─── Given passage
To highlight the ballpark theme and get the audience into the spirit, A.R.T. has added a Yawkey Way—full of side attractions, including a hot dog stand on the patio, souvenir rubber baseballs for ticketholders and long lines at the beer booth. And onstage, the flexible set, featuring a pair of green (of course) rolling platforms that represent the Fenway stands and other locales, also includes cameo appearances by the right-field scoreboard and the Citgo sign.
Johnny Baseball mixes the historical facts of the Red Sox’ record on race into a fictional story. It begins in 1919, when the seeds for the Curse are sown with the arrival of Johnny O’Brien, a young phenom who earns the nickname Johnny Baseball for his devotion to the game and his killer fastball. Later it moves to 1948, when events provoke a quite literal curse laid upon the Red Sox and their city. This “real” story behind the Curse is related to a 10-year-old fan (Erik March) by an elderly black man (Charles Turner, bearing a perhaps not coincidental resemblance to James Earl Jones in Field of Dreams).
──────
─── Provided material
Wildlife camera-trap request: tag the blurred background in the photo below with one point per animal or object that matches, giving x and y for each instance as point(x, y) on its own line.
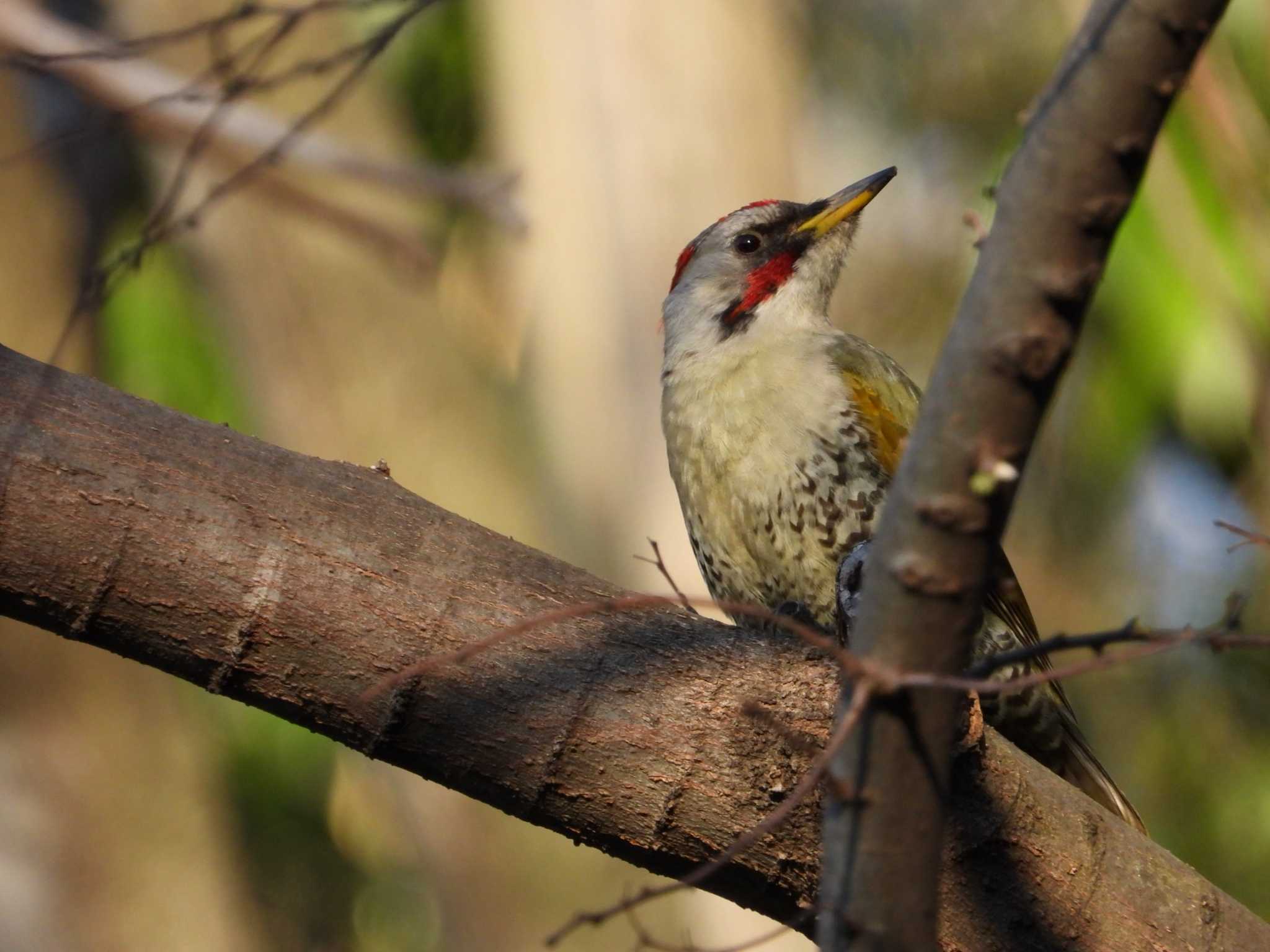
point(512, 376)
──────
Work to complete.
[1] Answer these questions using the passage on Johnny Baseball:
(a) What color are the two rolling platforms on the set?
(b) In what year does the story begin?
(c) Who plays the 10-year-old fan?
[2] Quote everything in the passage on Johnny Baseball from "Johnny Baseball mixes" down to "Field of Dreams).".
The material above stands apart from the passage on Johnny Baseball.

Results of the tasks.
[1]
(a) Green
(b) 1919
(c) Erik March

[2]
Johnny Baseball mixes the historical facts of the Red Sox’ record on race into a fictional story. It begins in 1919, when the seeds for the Curse are sown with the arrival of Johnny O’Brien, a young phenom who earns the nickname Johnny Baseball for his devotion to the game and his killer fastball. Later it moves to 1948, when events provoke a quite literal curse laid upon the Red Sox and their city. This “real” story behind the Curse is related to a 10-year-old fan (Erik March) by an elderly black man (Charles Turner, bearing a perhaps not coincidental resemblance to James Earl Jones in Field of Dreams).